____ Data

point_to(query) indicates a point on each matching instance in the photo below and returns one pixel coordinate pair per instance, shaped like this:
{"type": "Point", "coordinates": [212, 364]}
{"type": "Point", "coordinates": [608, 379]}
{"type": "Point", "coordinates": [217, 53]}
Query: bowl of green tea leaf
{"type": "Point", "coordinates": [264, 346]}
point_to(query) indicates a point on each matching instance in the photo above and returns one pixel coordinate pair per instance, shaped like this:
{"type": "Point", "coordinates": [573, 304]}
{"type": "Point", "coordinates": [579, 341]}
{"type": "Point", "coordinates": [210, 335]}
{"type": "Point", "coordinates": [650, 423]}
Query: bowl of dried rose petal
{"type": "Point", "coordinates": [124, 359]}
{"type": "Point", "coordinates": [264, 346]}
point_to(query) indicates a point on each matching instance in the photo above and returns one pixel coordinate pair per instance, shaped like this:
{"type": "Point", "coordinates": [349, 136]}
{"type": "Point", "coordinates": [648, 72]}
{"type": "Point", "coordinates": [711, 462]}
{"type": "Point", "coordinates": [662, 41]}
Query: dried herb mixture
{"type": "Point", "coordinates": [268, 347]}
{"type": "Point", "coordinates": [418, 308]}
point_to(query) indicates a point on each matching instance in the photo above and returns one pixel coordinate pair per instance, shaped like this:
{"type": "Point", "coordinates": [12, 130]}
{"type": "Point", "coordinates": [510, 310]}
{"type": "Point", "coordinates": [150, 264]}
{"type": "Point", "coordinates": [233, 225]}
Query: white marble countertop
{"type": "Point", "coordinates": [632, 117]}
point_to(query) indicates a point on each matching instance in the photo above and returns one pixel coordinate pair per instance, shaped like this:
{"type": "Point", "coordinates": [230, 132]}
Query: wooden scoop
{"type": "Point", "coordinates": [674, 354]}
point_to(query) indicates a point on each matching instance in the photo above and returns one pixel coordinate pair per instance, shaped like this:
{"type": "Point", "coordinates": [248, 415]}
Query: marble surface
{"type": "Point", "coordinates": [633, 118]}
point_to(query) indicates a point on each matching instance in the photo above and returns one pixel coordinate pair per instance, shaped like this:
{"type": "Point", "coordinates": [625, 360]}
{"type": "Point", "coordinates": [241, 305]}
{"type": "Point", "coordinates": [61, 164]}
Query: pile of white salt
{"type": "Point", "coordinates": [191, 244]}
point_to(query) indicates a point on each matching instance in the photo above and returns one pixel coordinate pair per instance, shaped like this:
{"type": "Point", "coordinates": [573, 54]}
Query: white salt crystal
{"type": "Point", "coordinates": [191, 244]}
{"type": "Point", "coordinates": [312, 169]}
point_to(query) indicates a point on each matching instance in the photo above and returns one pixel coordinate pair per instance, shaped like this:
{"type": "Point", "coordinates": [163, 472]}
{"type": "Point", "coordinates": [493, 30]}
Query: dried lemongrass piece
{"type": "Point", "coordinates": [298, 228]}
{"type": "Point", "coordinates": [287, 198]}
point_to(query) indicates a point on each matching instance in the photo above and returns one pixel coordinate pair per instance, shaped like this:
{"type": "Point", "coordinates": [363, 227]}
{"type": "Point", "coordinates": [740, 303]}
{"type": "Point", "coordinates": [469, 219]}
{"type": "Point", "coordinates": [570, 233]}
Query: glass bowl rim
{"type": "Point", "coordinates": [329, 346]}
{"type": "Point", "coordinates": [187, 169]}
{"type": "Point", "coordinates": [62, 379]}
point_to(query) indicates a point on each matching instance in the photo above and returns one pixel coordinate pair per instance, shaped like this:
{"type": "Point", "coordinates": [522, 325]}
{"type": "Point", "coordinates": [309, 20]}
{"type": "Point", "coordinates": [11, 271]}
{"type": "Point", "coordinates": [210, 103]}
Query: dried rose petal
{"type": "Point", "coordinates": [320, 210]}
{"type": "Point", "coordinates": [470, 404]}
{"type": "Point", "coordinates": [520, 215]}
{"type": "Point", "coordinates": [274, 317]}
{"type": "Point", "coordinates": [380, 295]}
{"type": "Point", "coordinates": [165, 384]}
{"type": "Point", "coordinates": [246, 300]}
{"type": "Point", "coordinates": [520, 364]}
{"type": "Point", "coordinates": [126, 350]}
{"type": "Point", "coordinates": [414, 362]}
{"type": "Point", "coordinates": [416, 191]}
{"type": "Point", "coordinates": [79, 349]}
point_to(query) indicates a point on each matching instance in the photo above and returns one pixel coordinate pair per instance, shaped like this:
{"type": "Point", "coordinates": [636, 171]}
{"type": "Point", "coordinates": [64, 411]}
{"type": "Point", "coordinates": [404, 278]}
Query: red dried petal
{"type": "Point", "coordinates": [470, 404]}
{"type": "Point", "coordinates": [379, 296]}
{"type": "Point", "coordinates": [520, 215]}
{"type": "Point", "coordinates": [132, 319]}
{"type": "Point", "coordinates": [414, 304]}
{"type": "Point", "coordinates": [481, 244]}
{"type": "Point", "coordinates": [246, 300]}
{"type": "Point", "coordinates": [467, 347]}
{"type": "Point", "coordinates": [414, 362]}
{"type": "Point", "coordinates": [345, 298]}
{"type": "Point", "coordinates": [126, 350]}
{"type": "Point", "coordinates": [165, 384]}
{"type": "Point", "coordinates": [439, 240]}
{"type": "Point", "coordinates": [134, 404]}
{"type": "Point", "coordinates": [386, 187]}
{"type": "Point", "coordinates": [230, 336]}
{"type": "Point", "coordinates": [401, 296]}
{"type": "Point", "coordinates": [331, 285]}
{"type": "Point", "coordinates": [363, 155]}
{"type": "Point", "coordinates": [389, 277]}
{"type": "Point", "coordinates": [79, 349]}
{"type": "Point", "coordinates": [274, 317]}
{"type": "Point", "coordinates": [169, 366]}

________

**Task instructions**:
Print each entry precisely. Include every line.

**The completed task**:
point_to(query) indicates a point on each matching instance in the photo below and returns one pixel coordinate pair per instance, shaped like this:
{"type": "Point", "coordinates": [212, 364]}
{"type": "Point", "coordinates": [608, 379]}
{"type": "Point", "coordinates": [217, 53]}
Query: bowl of green tea leaf
{"type": "Point", "coordinates": [264, 346]}
point_to(query) indicates a point on each matching instance in the photo above and returns one pixel coordinate pair per instance, shaped like this:
{"type": "Point", "coordinates": [573, 304]}
{"type": "Point", "coordinates": [579, 341]}
{"type": "Point", "coordinates": [210, 335]}
{"type": "Point", "coordinates": [650, 423]}
Query: bowl of dried rose petal
{"type": "Point", "coordinates": [124, 359]}
{"type": "Point", "coordinates": [264, 346]}
point_to(query) indicates a point on each matching instance in the photo above and returns one pixel coordinate pair per instance, shaped like this:
{"type": "Point", "coordinates": [349, 136]}
{"type": "Point", "coordinates": [648, 72]}
{"type": "Point", "coordinates": [711, 462]}
{"type": "Point", "coordinates": [662, 41]}
Query: dried herb mixture
{"type": "Point", "coordinates": [268, 347]}
{"type": "Point", "coordinates": [418, 308]}
point_to(query) indicates a point on each matching instance in the photo above and returns one pixel coordinate pair per instance, shaped like this:
{"type": "Point", "coordinates": [12, 130]}
{"type": "Point", "coordinates": [510, 310]}
{"type": "Point", "coordinates": [150, 264]}
{"type": "Point", "coordinates": [233, 225]}
Query: white marble countertop
{"type": "Point", "coordinates": [632, 117]}
point_to(query) indicates a point on each matching instance in the photo above and returns one pixel coordinate pair per instance, shaped like this:
{"type": "Point", "coordinates": [230, 132]}
Query: wooden scoop
{"type": "Point", "coordinates": [674, 354]}
point_to(query) indicates a point on each matching instance in the photo above and returns one pixel coordinate pair per instance, shaped like this:
{"type": "Point", "coordinates": [248, 415]}
Query: marble surface
{"type": "Point", "coordinates": [633, 118]}
point_to(query) indicates a point on each matching instance in the photo above and returns one pixel coordinate pair per instance, shaped like this:
{"type": "Point", "coordinates": [625, 360]}
{"type": "Point", "coordinates": [241, 305]}
{"type": "Point", "coordinates": [61, 164]}
Query: pile of white salt
{"type": "Point", "coordinates": [191, 244]}
point_to(query) indicates a point on each matching instance in the photo above and returns one pixel coordinate pair per instance, shaped like this:
{"type": "Point", "coordinates": [573, 54]}
Query: white salt crystal
{"type": "Point", "coordinates": [191, 244]}
{"type": "Point", "coordinates": [312, 169]}
point_to(query) indicates a point on each matching instance in the photo above and returns one pixel coordinate pair per instance, shaped like this:
{"type": "Point", "coordinates": [163, 472]}
{"type": "Point", "coordinates": [493, 30]}
Query: dried lemongrass piece
{"type": "Point", "coordinates": [298, 228]}
{"type": "Point", "coordinates": [287, 198]}
point_to(query) indicates a point on each matching instance in the photo above and returns one pixel coordinate pair per instance, shaped like this:
{"type": "Point", "coordinates": [363, 227]}
{"type": "Point", "coordinates": [740, 303]}
{"type": "Point", "coordinates": [469, 219]}
{"type": "Point", "coordinates": [570, 233]}
Query: glass bowl rim
{"type": "Point", "coordinates": [329, 346]}
{"type": "Point", "coordinates": [187, 169]}
{"type": "Point", "coordinates": [62, 379]}
point_to(query) indicates a point on each matching instance in the photo above and returns one pixel coordinate pair per instance, shaped like this:
{"type": "Point", "coordinates": [522, 325]}
{"type": "Point", "coordinates": [309, 20]}
{"type": "Point", "coordinates": [11, 271]}
{"type": "Point", "coordinates": [210, 103]}
Query: dried rose petal
{"type": "Point", "coordinates": [320, 210]}
{"type": "Point", "coordinates": [470, 404]}
{"type": "Point", "coordinates": [520, 215]}
{"type": "Point", "coordinates": [274, 317]}
{"type": "Point", "coordinates": [380, 295]}
{"type": "Point", "coordinates": [165, 384]}
{"type": "Point", "coordinates": [246, 300]}
{"type": "Point", "coordinates": [520, 364]}
{"type": "Point", "coordinates": [126, 350]}
{"type": "Point", "coordinates": [414, 362]}
{"type": "Point", "coordinates": [416, 191]}
{"type": "Point", "coordinates": [79, 349]}
point_to(query) indicates a point on each matching instance in the photo above and returns one pixel coordinate pair per instance, shaped like this:
{"type": "Point", "coordinates": [636, 171]}
{"type": "Point", "coordinates": [64, 411]}
{"type": "Point", "coordinates": [404, 278]}
Query: red dried petal
{"type": "Point", "coordinates": [470, 404]}
{"type": "Point", "coordinates": [379, 296]}
{"type": "Point", "coordinates": [520, 215]}
{"type": "Point", "coordinates": [132, 319]}
{"type": "Point", "coordinates": [414, 304]}
{"type": "Point", "coordinates": [481, 244]}
{"type": "Point", "coordinates": [246, 300]}
{"type": "Point", "coordinates": [467, 347]}
{"type": "Point", "coordinates": [414, 362]}
{"type": "Point", "coordinates": [345, 298]}
{"type": "Point", "coordinates": [126, 350]}
{"type": "Point", "coordinates": [165, 384]}
{"type": "Point", "coordinates": [439, 240]}
{"type": "Point", "coordinates": [134, 404]}
{"type": "Point", "coordinates": [386, 187]}
{"type": "Point", "coordinates": [230, 336]}
{"type": "Point", "coordinates": [401, 296]}
{"type": "Point", "coordinates": [331, 285]}
{"type": "Point", "coordinates": [363, 155]}
{"type": "Point", "coordinates": [389, 277]}
{"type": "Point", "coordinates": [79, 349]}
{"type": "Point", "coordinates": [274, 317]}
{"type": "Point", "coordinates": [169, 366]}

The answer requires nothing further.